(BRIEF)
Without the pictures, reproduce the entries below exactly.

(EXERCISE DATA)

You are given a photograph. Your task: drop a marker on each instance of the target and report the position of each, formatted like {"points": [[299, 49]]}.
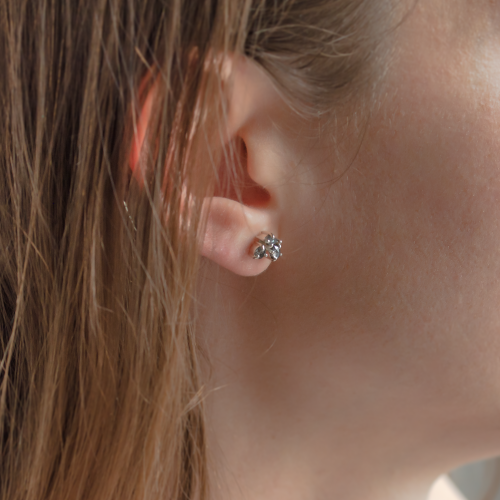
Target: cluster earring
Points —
{"points": [[268, 246]]}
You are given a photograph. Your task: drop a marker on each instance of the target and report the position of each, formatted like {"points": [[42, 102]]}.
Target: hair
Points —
{"points": [[100, 390]]}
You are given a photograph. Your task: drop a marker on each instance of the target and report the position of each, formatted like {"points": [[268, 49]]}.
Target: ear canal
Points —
{"points": [[235, 181], [230, 238]]}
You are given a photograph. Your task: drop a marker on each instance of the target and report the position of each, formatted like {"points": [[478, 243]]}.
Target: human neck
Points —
{"points": [[290, 419]]}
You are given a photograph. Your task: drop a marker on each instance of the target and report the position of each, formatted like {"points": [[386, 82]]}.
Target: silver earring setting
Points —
{"points": [[269, 247]]}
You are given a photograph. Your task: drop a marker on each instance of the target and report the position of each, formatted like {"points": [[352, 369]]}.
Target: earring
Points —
{"points": [[269, 247]]}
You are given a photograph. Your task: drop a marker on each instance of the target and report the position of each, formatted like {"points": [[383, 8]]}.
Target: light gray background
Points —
{"points": [[479, 480]]}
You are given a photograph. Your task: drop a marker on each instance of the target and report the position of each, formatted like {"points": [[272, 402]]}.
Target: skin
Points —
{"points": [[366, 362]]}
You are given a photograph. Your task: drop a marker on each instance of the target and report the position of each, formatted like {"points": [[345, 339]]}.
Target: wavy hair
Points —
{"points": [[100, 391]]}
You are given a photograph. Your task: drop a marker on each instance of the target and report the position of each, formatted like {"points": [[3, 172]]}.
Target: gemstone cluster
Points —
{"points": [[269, 247]]}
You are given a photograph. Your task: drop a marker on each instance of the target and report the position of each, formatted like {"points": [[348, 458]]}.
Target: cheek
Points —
{"points": [[420, 254]]}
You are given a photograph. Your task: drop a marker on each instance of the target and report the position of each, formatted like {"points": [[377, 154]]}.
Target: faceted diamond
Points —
{"points": [[259, 252]]}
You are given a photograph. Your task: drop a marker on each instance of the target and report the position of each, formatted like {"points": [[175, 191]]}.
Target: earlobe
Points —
{"points": [[236, 220]]}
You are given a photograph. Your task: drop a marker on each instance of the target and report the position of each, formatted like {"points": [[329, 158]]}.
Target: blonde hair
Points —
{"points": [[100, 394]]}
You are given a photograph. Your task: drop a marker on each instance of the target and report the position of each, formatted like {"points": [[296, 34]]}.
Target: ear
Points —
{"points": [[233, 222]]}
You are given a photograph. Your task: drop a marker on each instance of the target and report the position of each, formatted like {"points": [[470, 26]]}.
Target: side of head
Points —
{"points": [[100, 391]]}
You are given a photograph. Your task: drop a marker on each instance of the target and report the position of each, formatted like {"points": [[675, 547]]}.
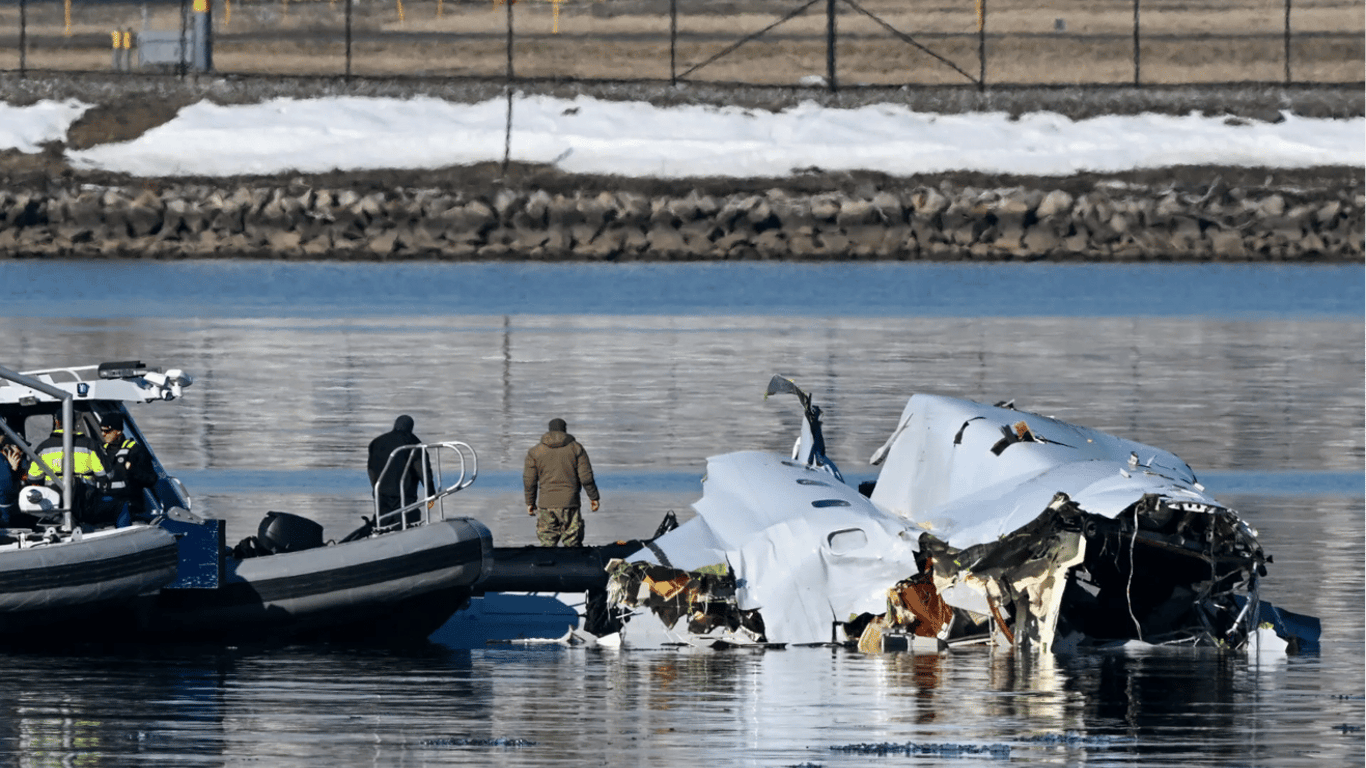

(WRITTEN SOLUTION)
You are given a photograph. Your task: drop a marker on each instance of the target and report the position of each, formatted like {"points": [[299, 49]]}.
Target: cluster earring
Points —
{"points": [[268, 246]]}
You are given a photograph. Your task: drop a marker on each instance of the target and report the position of each, formatted like {"points": [[42, 102]]}.
Target: hair
Points —
{"points": [[100, 390]]}
You are given a photograph. Your task: drop a marker on each instance of the target and report the position of each, formatted like {"points": [[268, 49]]}.
Target: ear canal
Points —
{"points": [[235, 181], [230, 238]]}
You are given a photograph. Your task: drop a marker on each instance of the target and report the position of each, formatted like {"points": [[478, 243]]}.
Target: human neck
Points —
{"points": [[290, 419]]}
You are given a photograph. Your task: drop a marker on each instance of the target and report the position of each, formatted like {"points": [[386, 82]]}.
Target: silver earring setting
Points —
{"points": [[269, 247]]}
You are given a photograph. Your task: drop a marker on each instance of the target and report the position of each, formatted like {"points": [[352, 369]]}.
Target: earring
Points —
{"points": [[269, 247]]}
You are given a photograph. Your task: drop a marker on each instance of the target and report the position of each, formatted like {"points": [[383, 8]]}.
Target: light gray background
Points —
{"points": [[479, 480]]}
You are given a photograph. Your task: drop a marker on each instance of the target and report the position of each, formatted like {"points": [[272, 402]]}.
Target: skin
Points —
{"points": [[366, 362]]}
You are given a photograph. Your task: drop a marker on each instance of the target and report the position of each, formatted like {"points": [[345, 339]]}.
Target: wavy hair
Points —
{"points": [[100, 391]]}
You are given a photograph. Your task: drop a marker on each instance of the target and report the position of each, formatted like {"points": [[3, 172]]}.
Target: gemstone cluster
Points —
{"points": [[269, 247]]}
You are given a photograph. Your task: drop a marker on each instance of the target and report the position of each, formatted like {"points": [[348, 458]]}.
Target: cheek
Points —
{"points": [[420, 254]]}
You are given a photograph. Your task: drop a marker on each instance of the target and report the position of each, formatted like {"points": [[377, 154]]}.
Target: faceted diamond
Points —
{"points": [[259, 252]]}
You are given a photograph. Your task: drop a marker on each instance of the target and report the position of each, formatted like {"points": [[175, 191]]}.
Target: earlobe
Points —
{"points": [[236, 220]]}
You are given a photograph. Your task: drop a marker on each instance of the target and report the position of each, formatted like {"points": [[329, 158]]}.
Target: blonde hair
Points —
{"points": [[100, 394]]}
You are given a photograph. Your task: drop a marker on each instance of the target and report the position of each, formatted like {"points": [[296, 34]]}.
Target: ear
Points —
{"points": [[233, 222]]}
You are given a photograph. Your task: drop a marker on each instance of the target and report the position of each, formatted like {"points": [[470, 26]]}.
Target: side of head
Points —
{"points": [[100, 391]]}
You are given a photograph. Your task: drop a marker on each instance of the target and report the position of each, formatted like {"points": [[675, 547]]}.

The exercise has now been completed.